* _WHAT IS NEEDED_
Please reproduce the text about Ai Otsuka's album Love Cook below word for word, from start to finish.

* _EXCERPT TO READ_
Studio album by Ai Otsuka
- Released: December 14, 2005
- Recorded: 2005
- Genre: J-pop
- Length: 51:13
- Label: Avex Trax AVCD-17839 (Japan, CD+DVD) AVCD-17840 (Japan, CD+DVD + Photobook) AVCD-17541 (Japan, CD) AVCD-17542 (Japan, CD + Photobook)
- Producer: Ai Otsuka

Ai Otsuka chronology
| Love Jam (2004) | Love Cook (2005) | Ai am Best (2007) |

Alternative cover
- CD+Picture Book

Alternative cover
- CD+Photo Book

Singles from Love Cook
- "Smily / Biidama" Released: 11 May 2005; "Neko ni Fūsen" Released: 13 July 2005; "Planetarium" Released: 21 September 2005;

= Love Cook =

Love Cook is Ai Otsuka's third album released on 14 December 2005 under the Avex Trax record label. It was released in four formats: CD only, CD+DVD, CD+Photobook and CD+Picture Book. The latter two are limited to 150,000 copies each, and feature different sleeve case covers. The picture book illustrations are hand-drawn by Ai herself.

Three singles were released before the album: double A-Sided "Smily / Biidama", "Neko ni Fūsen" and "Planetarium". "Smily / Biidama" and "Planetarium" were the first two Ai Otsuka singles to reach the #1 spot in Oricon Weekly Singles Chart, and, having sold more than 300,000 copies each, are among her best-selling singles. All three singles are in the Oricon Top 100 Singles for 2005. On the other hand, "Cherish" had already been released as the final track in the various artists album Love for Nana: Only 1 Tribute, a homage to the manga.

* _DATA LINES_
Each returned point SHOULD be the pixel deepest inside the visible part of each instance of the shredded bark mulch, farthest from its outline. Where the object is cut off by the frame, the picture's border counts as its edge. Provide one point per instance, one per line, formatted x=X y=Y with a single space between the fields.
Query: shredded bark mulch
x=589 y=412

* _REPLY_
Studio album by Ai Otsuka
- Released: December 14, 2005
- Recorded: 2005
- Genre: J-pop
- Length: 51:13
- Label: Avex Trax AVCD-17839 (Japan, CD+DVD) AVCD-17840 (Japan, CD+DVD + Photobook) AVCD-17541 (Japan, CD) AVCD-17542 (Japan, CD + Photobook)
- Producer: Ai Otsuka

Ai Otsuka chronology
| Love Jam (2004) | Love Cook (2005) | Ai am Best (2007) |

Alternative cover
- CD+Picture Book

Alternative cover
- CD+Photo Book

Singles from Love Cook
- "Smily / Biidama" Released: 11 May 2005; "Neko ni Fūsen" Released: 13 July 2005; "Planetarium" Released: 21 September 2005;

= Love Cook =

Love Cook is Ai Otsuka's third album released on 14 December 2005 under the Avex Trax record label. It was released in four formats: CD only, CD+DVD, CD+Photobook and CD+Picture Book. The latter two are limited to 150,000 copies each, and feature different sleeve case covers. The picture book illustrations are hand-drawn by Ai herself.

Three singles were released before the album: double A-Sided "Smily / Biidama", "Neko ni Fūsen" and "Planetarium". "Smily / Biidama" and "Planetarium" were the first two Ai Otsuka singles to reach the #1 spot in Oricon Weekly Singles Chart, and, having sold more than 300,000 copies each, are among her best-selling singles. All three singles are in the Oricon Top 100 Singles for 2005. On the other hand, "Cherish" had already been released as the final track in the various artists album Love for Nana: Only 1 Tribute, a homage to the manga.